---------- Record excerpts

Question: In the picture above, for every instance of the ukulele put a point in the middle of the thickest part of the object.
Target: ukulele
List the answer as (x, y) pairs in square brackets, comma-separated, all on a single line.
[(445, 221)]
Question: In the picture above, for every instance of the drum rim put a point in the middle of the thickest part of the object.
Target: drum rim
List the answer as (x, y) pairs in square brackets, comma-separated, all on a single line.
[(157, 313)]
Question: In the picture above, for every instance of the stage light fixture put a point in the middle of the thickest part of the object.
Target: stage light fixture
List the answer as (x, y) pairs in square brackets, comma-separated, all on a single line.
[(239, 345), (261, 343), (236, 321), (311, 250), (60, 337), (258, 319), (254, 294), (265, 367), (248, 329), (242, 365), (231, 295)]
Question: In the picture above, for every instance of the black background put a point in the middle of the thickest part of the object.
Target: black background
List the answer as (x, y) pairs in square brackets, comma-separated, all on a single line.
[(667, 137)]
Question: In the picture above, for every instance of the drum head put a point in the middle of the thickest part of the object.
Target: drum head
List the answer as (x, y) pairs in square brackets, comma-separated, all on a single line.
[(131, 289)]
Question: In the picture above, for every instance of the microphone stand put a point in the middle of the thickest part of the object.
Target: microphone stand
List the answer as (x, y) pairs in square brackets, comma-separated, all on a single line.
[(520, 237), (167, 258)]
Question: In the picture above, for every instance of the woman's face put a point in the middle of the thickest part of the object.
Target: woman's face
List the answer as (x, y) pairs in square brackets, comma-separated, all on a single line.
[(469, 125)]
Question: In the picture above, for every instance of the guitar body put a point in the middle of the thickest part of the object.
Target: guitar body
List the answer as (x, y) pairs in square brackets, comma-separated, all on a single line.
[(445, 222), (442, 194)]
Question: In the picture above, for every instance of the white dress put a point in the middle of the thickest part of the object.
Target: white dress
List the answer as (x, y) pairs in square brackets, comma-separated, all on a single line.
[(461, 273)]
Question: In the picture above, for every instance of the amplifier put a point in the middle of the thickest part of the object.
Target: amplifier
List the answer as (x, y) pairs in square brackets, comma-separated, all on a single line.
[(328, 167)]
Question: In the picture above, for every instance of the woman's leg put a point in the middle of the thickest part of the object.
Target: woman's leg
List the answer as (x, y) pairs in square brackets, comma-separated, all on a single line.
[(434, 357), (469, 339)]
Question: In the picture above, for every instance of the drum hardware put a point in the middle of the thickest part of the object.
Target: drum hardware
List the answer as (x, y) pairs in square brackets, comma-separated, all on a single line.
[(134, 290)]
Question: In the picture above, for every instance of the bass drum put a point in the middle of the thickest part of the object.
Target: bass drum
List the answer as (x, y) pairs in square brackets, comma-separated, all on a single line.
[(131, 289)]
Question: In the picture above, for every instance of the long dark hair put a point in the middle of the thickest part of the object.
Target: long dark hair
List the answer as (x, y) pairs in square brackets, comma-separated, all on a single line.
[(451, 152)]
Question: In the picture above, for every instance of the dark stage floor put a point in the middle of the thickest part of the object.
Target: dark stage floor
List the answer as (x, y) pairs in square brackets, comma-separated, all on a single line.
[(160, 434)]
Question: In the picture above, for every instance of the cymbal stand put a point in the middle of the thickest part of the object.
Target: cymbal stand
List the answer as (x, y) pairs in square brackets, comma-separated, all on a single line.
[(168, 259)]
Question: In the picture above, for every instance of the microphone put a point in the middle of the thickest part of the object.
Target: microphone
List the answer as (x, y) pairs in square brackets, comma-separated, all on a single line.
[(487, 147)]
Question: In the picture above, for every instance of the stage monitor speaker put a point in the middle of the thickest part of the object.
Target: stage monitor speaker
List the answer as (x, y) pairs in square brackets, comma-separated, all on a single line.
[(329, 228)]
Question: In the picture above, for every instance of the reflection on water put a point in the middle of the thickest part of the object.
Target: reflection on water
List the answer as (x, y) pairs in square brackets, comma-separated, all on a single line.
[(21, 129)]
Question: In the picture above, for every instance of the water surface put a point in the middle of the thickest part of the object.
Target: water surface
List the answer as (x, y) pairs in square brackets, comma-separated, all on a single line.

--------------------

» **Task goal**: Would you write the records out again, word for word?

» **Exercise answer**:
Question: In the picture above, for every instance of the ukulele put a point in the middle of the thickest part of the object.
Target: ukulele
List the answer as (x, y) pairs in square brackets, comma-separated, all on a single line.
[(445, 221)]
Question: In the picture above, for every instance of the drum rim put a point in the middle of the thickest part of the object.
Target: drum rim
List the answer as (x, y) pairs in square brackets, comma-separated, all on a single line.
[(157, 313)]
Question: In the picture above, for every instance of the stage light fixture put a point in the middle of the thickest part of the object.
Target: stage light fixture
List the answer as (x, y) pairs in square brackets, comma-separated, all on a single line.
[(239, 345), (261, 343), (236, 321), (311, 250), (60, 337), (258, 319), (254, 294), (265, 367), (248, 329), (242, 365), (231, 295)]
Question: In the picture above, for every instance of the black background put a point in the middle of the thickest part of the object.
Target: black background
List the answer as (x, y) pairs in square brackets, comma-separated, all on a single line.
[(667, 137)]
Question: In the picture above, for every instance of the drum head put a point in the middle of the thickest part of the object.
Target: drum head
List the answer as (x, y) pairs in square brackets, comma-separated, all on a single line.
[(131, 289)]
Question: In the picture above, for every instance of the microphone stand put a point in the middle of the thickest part of the object.
Target: microphone stand
List the answer as (x, y) pairs in square brackets, comma-separated, all on a single line.
[(520, 237), (167, 258)]
Question: In the picture above, for every instance of the woman's face put a point in the middle of the thickest part of the object.
Target: woman's face
List the answer as (x, y) pairs in square brackets, comma-separated, all on a single line.
[(469, 125)]
Question: In the picture above, for every instance of the guitar body put a point in the middle of the thickest part of the object.
Target: guitar body
List the answer as (x, y) pairs in square brackets, comma-separated, all on a single line.
[(445, 222), (442, 194)]
Question: In the picture above, for every instance of the white dress put a point in the middle of the thickest part of the object.
Target: white dress
List the answer as (x, y) pairs in square brackets, comma-separated, all on a single line.
[(461, 273)]
Question: In the picture above, for every instance of the amplifier put a point in the middle of the thickest part of the object.
Target: amplifier
List the answer as (x, y) pairs in square brackets, comma-separated, all on a single line.
[(328, 167)]
Question: In the picture above, for every instance of the woman's leg put a point in the middle of the thickest part of the object.
Target: woman's leg
List the answer as (x, y) pairs in square brackets, comma-separated, all on a single line.
[(434, 357), (469, 339)]
Question: In the picture above, for every instance of the drum hardware put a point in the middle of the thickest part of the object.
Target: drum hardware
List the answer as (x, y) pairs in square brackets, comma-separated, all on a single line.
[(134, 290)]
Question: In the picture above, for every instance of the bass drum put a point in the middle of the thickest part of the object.
Target: bass drum
List the answer as (x, y) pairs in square brackets, comma-separated, all on a single line.
[(131, 289)]
Question: In the picture above, for every instance of the long dark hair put a point in the middle of the thickest part of the object.
Target: long dark hair
List the answer as (x, y) pairs in square brackets, comma-separated, all on a single line.
[(451, 152)]
Question: In the picture above, for every instance of the dark stage floor put a point in the middle of the thickest part of the object.
Target: dark stage floor
List the answer as (x, y) pairs in square brackets, comma-separated, all on a single line.
[(160, 434)]
Question: In the picture above, for every instance of the cymbal stand put a point in the middle of the thickest part of the object.
Target: cymbal stand
List the answer as (x, y) pairs in square brackets, comma-separated, all on a single line.
[(168, 259)]
Question: In the picture above, for every instance of the microphone put a point in the middle of the thickest part of the object.
Target: microphone
List the answer as (x, y) pairs in square brackets, comma-separated, all on a single line.
[(487, 147)]
Question: In the picture above, for every instance of the stage monitor speaker put a point in the middle of the thickest part of the object.
Target: stage monitor speaker
List the answer as (x, y) pairs in square brackets, comma-separated, all on a single line.
[(329, 228)]
Question: In the picture above, for every instance of the reflection on water put a point in the middle of the thickest part of the object.
Target: reflection on water
List the answer as (x, y) pairs in square brackets, comma-separated, all on a single line.
[(21, 129)]
Question: In the picture above, for every instance of the water surface put a point in the middle of the thickest part of the object.
Target: water surface
List the answer as (x, y) pairs in square brackets, comma-separated, all on a single line.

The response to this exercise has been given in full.